*Wyzwanie 1*. Jakie mapy z CS:GO pojawiają się w tekście poniżej, który mówi o zmianie puli map? Wypisz je wszystkie.

*Fragment tekstu*.
= = = =

Respawn.pl

“Ta mapa wali gó***m” – reakcje zawodników na zmianę Traina na Ancienta

Autor: Krzysztof Sarna

Temat najnowszej aktualizacji, która zawitała minionej nocy do CS:GO nadal nie cichnie. Zmiana Traina na mapę Ancient wywołała wielką burzę i mnóstwo dyskusji.

Jednak wydaje się, że większość zawodników, jak i ogólnie pojętej społeczności jest wręcz zszokowana ruchem ze strony Valve. Co prawda znajdą się osoby, które są za, ale nie jest ich wiele. Train jeszcze przez jakiś czas będzie grany, zwłaszcza w nadchodzących turniejach RMR, co potwierdził sam profil CS:GO na Twitterze. Taki stan rzeczy nie będzie trwał w nieskończoność i bliskiej przyszłości nadejdzie przesiedlenie na Ancienta. Przyjrzyjmy się zatem reakcjom na ostatnią zmianę w puli map.

Oczywiście zdecydowaną większość w całym tym zamieszaniu stanowią osoby, które może nie tyle co są przeciwne zmianie map, a przeciwne temu, jakie lokacje są zmieniane. Wystarczy tylko pomyśleć, że może warto byłoby przywrócić Cache’a, Cobblestone’a, czy może wprowadzić Tuscana. I co chyba najważniejsze – nie za pociągi, które są uznaną areną przez praktycznie każdego. 

Chyba mało kto albo w ogóle nikt poza Valve nie myślał ani nie wpadł na pomysł, żeby wprowadzić właśnie Ancienta do puli map. Tak się jednak stało, a więc gracze będą mieli niełatwy kawałek chleba do zgryzienia, bo będą musieli się uczyć wszystkiego od nowa. Na tym się jednak nie kończy, bo istnieje wiele person, którym mapa po prostu się nie podoba.

= = = =

*Wyzwanie 2*. Przefiltruj rekordy poniżej i przepisz każdy wiersz, w którym występuje słowo „finger”. Wielkość liter ma znaczenie.

*Dane do ćwiczenia*.
= = = =

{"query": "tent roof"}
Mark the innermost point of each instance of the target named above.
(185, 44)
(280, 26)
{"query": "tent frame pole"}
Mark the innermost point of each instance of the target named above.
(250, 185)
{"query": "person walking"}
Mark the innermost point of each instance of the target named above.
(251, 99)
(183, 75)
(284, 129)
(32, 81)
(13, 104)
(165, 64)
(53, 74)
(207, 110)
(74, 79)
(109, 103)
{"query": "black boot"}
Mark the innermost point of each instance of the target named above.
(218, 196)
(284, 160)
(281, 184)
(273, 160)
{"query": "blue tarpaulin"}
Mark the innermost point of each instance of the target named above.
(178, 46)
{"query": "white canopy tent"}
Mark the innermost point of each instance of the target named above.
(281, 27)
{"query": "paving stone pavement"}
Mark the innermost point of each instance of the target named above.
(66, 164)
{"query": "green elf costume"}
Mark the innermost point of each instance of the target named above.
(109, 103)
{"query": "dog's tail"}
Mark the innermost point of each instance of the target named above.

= = = =

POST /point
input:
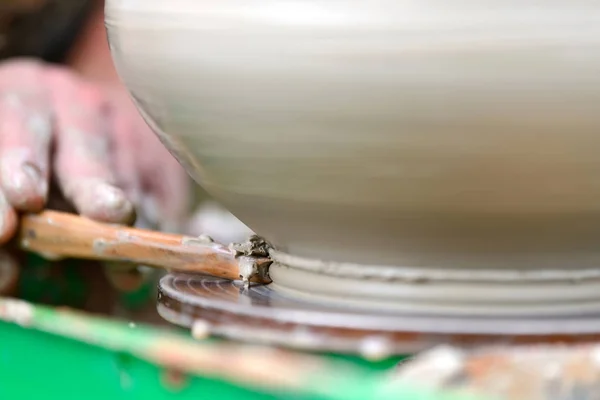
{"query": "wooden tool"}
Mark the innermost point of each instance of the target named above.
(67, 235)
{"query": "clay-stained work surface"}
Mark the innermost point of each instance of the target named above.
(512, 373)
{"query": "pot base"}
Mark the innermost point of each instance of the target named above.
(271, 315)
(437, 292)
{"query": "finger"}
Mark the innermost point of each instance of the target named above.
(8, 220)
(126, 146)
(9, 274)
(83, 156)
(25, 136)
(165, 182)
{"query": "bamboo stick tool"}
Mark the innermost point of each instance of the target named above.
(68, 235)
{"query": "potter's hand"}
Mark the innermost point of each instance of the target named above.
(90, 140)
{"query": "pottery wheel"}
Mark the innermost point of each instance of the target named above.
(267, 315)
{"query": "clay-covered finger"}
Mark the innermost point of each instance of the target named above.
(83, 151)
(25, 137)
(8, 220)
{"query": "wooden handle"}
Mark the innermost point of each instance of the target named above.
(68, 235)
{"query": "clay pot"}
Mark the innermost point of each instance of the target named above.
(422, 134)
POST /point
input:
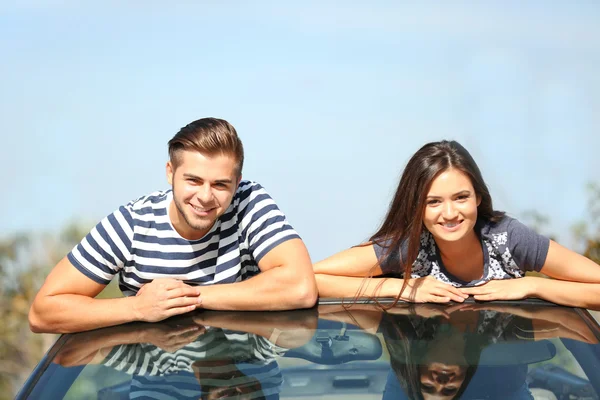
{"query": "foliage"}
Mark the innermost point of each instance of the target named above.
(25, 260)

= = = =

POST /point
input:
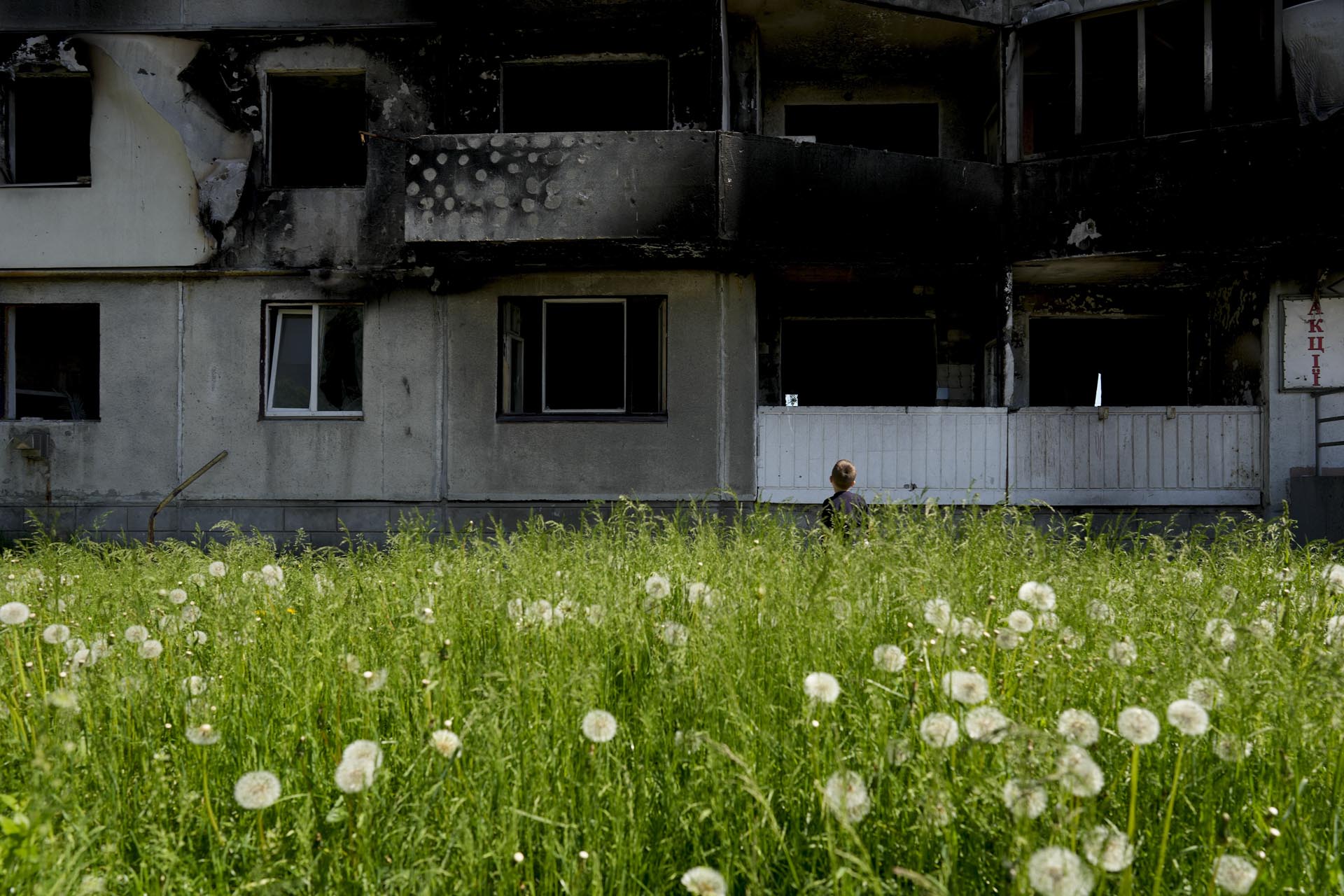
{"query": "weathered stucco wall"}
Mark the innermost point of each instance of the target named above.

= = = =

*Wynik końcowy 1*. Train, Ancient, Cache, Cobblestone, Tuscan

*Wynik końcowy 2*.
{"query": "finger"}
{"query": "clay-covered finger"}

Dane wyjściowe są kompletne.